- _Selection_:
>> BEGIN

LeBron's statement on race and my comment...

LeBron (l) said he thought about Emmett Till (r) when his home was vandalized. Afterwards, his team lost the first game in the 2017 NBA finals.
(Photos by Keith Allison from Hanover, MD, USA and Mamie Till)

RACISM CONTINUES BECAUSE IT IS ALLOWED TO EXIST and "promoted" in every institution around the globe.

Recently I was asked to comment on LeBron James' remarks about a hate crime perpetrated on his Los Angeles home.

Here are my first thoughts:
Some things remain the same. They will cheer us on at the game because we're their best entertainers, and they get a kick out of seeing us throw balls through hoops! No matter what we achieve, we still don't get the respect we deserve, even from our own people sometimes. If we exchanged the slave, rapist, uncivilized, thief image for an image of entrepreneur, scientist, moralist, etc, it still doesn't "trump" the image of us being low, stupid, lazy, and hated. 

One thing we have to be careful of is speaking in absolutes. When James said, "Racism will always be a part of the world," that tends to make one feel hopeless against injustice. What we CAN do is try everything possible to live our lives as good people who realize that all of us, regardless of race, are headed for the same death call when we will all be judged.

I was recently castigated by a white priest who said that I look at everything through a racial lens. It reminded me of the ministerial response to MLK's activism in Birmingham, Ala. which prompted him to write his famous letter from jail. ( This priest seems to pay no attention to the fact that only three Blacks attend his church and that some whites in his church have REDNECK tattoos on their necks! There's a reason why Blacks don't attend HIS church! I must admit, though, that many religions hint at racism in the United States,  and possibly the most segregated places in America are churches and synagogues!

Now, we have LeBron saying, "Being Black in America is tough, and we have a long way to go for us as a society and us as African Americans, until we feel equal in America." My glasses are not rose colored, and I know the reality of race and power in America and the world. They need to release the video of them defacing LeBron's crib!

LeBron went on to say that he thought about Emmett Till first when his home was vandalized, and that the  most important thing to him is the safety of his family. That is the dread we live with everyday - that our loved ones will be harmed just because they are Black.

Neither WE nor LeBron can end racism; only the racist can end racism. Trump needs to tweet that! Those folks who vandalized LeBron's home (who were probably young and unemployed with nothing better to do) need to be caught and made to take a de-racism class! 

It appears hate crimes are increasing, and Attorney Gen. Sessions is too busy trying to save himself instead of prosecuting hate crimes. Political and religious leaders must ACT against injustice before it can ever be solved, or it will be resolved that they want racism to continue.

I was told by a lawyer last week that they don't take on cases where they know they can't make money... when ending racism becomes profitable, maybe we will get some movement towards justice.


  1. J says:Excellent article!

>> END

- _Entries provided_:
>> BEGIN

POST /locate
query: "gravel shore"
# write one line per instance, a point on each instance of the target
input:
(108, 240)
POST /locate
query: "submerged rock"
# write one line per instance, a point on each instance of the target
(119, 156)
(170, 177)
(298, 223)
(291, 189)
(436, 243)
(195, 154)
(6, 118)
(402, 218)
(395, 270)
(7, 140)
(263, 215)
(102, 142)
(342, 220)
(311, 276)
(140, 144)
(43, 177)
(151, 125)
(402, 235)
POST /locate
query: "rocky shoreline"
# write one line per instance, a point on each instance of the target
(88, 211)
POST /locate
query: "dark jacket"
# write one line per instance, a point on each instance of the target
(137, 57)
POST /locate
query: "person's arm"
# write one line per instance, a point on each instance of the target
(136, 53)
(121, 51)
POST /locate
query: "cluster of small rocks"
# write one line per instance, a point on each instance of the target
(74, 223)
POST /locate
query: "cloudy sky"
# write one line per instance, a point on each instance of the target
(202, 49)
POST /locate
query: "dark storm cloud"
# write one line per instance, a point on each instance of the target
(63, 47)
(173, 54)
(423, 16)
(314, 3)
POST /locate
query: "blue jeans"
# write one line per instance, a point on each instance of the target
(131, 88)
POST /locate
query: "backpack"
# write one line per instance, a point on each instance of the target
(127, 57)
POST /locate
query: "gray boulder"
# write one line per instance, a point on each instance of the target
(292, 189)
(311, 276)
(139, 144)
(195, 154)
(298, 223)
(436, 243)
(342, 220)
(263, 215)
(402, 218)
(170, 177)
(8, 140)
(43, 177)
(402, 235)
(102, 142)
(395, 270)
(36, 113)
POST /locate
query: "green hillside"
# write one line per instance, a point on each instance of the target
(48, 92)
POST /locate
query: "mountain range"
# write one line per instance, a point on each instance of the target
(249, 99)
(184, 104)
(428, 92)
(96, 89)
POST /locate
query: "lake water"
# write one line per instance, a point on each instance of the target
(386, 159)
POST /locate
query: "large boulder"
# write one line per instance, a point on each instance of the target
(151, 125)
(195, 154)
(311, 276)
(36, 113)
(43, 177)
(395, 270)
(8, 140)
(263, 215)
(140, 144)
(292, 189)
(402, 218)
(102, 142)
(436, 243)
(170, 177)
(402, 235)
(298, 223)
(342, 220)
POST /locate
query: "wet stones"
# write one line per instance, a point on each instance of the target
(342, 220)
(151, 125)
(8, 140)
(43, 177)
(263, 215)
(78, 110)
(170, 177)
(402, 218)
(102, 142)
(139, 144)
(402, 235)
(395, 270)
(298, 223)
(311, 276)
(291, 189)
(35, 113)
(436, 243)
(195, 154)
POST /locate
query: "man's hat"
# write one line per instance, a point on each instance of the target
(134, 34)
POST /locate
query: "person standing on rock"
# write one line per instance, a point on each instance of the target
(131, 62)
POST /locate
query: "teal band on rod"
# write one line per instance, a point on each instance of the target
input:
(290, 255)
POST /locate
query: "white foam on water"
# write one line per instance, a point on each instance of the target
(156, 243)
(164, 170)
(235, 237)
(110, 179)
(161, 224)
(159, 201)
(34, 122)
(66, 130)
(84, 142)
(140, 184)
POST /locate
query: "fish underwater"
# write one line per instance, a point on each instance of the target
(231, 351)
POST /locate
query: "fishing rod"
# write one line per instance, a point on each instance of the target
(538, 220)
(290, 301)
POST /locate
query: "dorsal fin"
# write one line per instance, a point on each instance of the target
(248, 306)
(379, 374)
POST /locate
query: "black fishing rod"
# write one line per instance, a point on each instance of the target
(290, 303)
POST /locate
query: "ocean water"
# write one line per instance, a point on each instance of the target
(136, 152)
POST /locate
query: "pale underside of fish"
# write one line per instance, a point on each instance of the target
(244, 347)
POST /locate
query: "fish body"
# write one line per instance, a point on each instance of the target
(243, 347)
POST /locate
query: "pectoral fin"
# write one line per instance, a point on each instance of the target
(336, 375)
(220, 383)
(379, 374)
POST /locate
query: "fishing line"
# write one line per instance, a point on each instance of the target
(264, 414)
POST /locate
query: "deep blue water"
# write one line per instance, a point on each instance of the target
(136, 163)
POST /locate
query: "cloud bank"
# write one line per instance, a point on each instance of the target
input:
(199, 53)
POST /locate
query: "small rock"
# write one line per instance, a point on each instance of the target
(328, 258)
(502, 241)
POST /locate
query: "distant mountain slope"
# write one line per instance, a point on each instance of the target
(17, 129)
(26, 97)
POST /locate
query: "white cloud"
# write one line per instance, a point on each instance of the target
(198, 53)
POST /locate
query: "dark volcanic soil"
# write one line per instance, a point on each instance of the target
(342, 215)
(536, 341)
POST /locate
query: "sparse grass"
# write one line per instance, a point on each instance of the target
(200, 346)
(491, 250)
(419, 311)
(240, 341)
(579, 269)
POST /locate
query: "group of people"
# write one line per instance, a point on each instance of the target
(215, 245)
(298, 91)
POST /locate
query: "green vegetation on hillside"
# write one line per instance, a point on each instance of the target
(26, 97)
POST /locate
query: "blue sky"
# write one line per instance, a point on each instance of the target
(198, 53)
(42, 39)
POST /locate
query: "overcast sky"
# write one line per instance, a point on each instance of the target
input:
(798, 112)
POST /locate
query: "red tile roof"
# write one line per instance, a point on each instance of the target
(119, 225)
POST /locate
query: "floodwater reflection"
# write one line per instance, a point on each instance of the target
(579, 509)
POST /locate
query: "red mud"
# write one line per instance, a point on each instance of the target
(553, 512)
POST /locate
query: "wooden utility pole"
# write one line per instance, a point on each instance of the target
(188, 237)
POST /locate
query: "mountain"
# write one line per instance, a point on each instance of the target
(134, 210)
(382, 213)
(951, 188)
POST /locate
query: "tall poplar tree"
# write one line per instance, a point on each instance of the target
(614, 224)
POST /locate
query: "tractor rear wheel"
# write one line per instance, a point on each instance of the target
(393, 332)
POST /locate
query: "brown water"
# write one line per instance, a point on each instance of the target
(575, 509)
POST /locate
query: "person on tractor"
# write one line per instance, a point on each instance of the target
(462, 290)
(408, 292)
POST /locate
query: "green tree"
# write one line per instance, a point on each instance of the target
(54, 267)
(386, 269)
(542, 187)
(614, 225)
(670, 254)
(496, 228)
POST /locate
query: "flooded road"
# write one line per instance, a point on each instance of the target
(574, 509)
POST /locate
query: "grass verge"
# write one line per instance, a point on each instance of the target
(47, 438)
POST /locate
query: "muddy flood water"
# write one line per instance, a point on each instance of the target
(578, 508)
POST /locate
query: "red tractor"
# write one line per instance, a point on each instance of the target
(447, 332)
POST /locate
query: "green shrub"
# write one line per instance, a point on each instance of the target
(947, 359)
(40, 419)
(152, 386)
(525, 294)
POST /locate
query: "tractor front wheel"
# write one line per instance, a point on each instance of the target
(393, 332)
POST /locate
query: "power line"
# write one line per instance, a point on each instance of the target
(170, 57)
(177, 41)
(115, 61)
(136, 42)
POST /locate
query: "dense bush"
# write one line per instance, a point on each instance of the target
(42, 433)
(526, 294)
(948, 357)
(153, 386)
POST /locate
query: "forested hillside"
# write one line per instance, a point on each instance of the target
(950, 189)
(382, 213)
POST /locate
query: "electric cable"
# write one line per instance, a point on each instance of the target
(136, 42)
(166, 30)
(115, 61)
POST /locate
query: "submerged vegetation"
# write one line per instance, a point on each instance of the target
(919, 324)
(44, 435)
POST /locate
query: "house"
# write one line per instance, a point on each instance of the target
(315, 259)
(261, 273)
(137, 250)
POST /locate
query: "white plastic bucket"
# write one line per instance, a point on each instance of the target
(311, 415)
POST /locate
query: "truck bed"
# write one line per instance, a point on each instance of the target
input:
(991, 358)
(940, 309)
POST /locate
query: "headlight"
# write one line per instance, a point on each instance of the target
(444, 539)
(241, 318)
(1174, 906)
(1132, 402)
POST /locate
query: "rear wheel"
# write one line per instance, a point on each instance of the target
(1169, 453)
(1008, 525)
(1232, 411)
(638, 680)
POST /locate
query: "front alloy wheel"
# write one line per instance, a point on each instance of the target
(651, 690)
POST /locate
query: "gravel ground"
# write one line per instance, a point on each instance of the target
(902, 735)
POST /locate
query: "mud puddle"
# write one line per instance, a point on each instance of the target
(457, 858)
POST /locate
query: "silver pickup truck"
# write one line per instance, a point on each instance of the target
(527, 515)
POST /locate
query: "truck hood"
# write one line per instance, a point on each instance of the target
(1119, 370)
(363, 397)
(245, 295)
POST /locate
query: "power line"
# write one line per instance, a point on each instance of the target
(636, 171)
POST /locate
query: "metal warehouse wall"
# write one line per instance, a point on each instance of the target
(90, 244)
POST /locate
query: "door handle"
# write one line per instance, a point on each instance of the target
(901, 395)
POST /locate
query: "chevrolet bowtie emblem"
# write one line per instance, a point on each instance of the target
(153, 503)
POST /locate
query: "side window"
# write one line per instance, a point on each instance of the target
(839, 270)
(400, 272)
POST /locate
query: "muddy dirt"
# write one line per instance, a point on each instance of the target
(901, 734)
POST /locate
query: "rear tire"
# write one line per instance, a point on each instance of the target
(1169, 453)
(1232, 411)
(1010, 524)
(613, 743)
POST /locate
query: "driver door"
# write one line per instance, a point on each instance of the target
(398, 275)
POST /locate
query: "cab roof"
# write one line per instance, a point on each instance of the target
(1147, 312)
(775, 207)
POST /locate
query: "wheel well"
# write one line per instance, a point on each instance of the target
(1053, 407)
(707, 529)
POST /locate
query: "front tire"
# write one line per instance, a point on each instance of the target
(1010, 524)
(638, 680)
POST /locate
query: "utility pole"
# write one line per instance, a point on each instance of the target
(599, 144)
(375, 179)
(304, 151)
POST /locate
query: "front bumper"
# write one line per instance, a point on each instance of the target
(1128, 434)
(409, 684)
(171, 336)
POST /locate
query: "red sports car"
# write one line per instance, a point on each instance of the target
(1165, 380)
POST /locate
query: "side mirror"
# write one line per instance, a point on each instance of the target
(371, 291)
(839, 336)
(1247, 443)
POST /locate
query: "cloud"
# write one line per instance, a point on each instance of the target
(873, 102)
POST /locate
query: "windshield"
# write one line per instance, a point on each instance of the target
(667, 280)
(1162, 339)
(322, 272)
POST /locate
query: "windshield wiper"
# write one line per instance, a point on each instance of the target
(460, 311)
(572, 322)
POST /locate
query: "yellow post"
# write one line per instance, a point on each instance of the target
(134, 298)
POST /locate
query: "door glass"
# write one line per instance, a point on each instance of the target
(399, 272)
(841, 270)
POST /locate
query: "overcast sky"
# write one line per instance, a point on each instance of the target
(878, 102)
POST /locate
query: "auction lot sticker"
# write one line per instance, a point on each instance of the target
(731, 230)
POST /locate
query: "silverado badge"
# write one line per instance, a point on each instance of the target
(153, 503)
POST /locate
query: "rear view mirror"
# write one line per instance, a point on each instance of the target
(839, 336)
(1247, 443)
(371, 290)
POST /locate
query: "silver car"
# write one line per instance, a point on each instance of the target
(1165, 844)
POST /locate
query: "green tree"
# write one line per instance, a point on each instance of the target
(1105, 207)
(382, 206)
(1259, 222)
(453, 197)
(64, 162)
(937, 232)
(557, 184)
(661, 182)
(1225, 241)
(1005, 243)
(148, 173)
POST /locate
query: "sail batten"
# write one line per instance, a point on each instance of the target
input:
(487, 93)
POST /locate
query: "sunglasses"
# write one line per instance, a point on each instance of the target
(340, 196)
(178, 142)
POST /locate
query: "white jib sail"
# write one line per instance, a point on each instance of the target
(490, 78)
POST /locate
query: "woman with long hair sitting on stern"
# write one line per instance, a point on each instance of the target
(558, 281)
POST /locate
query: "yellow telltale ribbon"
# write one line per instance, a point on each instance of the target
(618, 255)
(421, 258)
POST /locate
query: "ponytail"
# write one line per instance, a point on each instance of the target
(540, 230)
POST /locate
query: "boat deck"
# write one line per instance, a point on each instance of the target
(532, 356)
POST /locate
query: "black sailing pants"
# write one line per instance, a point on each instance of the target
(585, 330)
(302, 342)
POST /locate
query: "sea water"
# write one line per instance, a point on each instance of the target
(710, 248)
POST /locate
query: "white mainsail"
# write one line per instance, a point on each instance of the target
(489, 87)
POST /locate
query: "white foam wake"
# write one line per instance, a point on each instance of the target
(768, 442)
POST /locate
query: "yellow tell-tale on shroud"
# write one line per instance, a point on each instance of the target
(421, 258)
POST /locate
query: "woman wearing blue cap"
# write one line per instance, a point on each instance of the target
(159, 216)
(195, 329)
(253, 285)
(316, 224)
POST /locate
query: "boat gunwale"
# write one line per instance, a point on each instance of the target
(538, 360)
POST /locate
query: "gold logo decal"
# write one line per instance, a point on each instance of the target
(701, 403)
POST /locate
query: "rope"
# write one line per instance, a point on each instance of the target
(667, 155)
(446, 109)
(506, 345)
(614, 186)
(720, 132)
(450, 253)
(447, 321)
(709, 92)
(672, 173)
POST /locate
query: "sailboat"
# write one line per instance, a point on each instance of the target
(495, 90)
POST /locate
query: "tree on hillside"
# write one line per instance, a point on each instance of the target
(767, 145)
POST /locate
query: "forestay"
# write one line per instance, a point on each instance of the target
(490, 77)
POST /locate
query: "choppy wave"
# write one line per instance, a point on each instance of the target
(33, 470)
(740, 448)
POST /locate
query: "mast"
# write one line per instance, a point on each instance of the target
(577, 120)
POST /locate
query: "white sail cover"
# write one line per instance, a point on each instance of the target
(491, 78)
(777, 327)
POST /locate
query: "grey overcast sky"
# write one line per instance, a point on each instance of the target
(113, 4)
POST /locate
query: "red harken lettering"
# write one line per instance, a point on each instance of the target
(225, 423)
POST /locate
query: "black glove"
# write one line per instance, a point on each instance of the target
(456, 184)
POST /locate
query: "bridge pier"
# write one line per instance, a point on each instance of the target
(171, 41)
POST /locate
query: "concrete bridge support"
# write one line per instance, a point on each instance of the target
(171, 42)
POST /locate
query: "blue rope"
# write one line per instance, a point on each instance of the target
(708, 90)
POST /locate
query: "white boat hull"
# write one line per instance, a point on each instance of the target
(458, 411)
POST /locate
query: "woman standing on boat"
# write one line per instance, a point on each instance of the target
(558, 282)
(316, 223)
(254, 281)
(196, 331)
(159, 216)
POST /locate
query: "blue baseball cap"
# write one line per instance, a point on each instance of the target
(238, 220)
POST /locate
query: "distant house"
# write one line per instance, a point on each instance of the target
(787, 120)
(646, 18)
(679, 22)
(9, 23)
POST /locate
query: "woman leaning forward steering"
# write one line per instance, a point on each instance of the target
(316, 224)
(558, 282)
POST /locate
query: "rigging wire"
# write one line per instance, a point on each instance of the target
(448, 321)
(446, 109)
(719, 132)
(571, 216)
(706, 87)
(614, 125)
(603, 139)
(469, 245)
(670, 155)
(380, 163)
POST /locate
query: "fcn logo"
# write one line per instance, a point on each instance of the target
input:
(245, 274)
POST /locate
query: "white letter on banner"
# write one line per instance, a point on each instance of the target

>> END

- _Your tasks_:
a. Using the post on LeBron James and racism, decide whether each statement agrees with it: (i) LeBron said Emmett Till was the first person he thought about when his home was vandalized; (ii) the writer accepts James's view that racism will always be part of the world; (iii) the priest who criticized the writer was Black. Answer yes or no for each, quoting the deciding words.
b. Pick up the post on LeBron James and racism where it stops, and write what comes next.

- _Answers to the exercise_:
a.
(i) Yes: "LeBron went on to say that he thought about Emmett Till first when his home was vandalized"
(ii) No: "One thing we have to be careful of is speaking in absolutes."
(iii) No: "I was recently castigated by a white priest"

b.
    On the racist ending racism, you are correct. However the sickness of racism, is similar to that of the Israelites wandering in the desert for forty years. Racist culture has been, and is still transmitted from one generation to the next... and absent some form of miraculous reconciliation, many generations will have to die off before the stain is removed. Republicans, for example were able to stop President Obama from nominating a SCOTUS Justice, due to the Strom Thurmond rule. It's amazing that such a thread of hatred is still woven into the fabric of our political system, and it's not the slightest bit frayed.

  2. (Edited because over character limit)
    D says: I agree with everything here, and it's sad to think that our differences may always be a source of division.

    You may not know this, but we have a lady in Church, a Greek lady raised in a state bordering Georgia. She remembers growing up with signs on public bathrooms that read "no Blacks or Greeks." They were different and spoke another language. Some of the behaviors they brought with them were noticed, but neither understood nor appreciated. She said they just kept moving along, learning and built relationships and businesses and became "less different."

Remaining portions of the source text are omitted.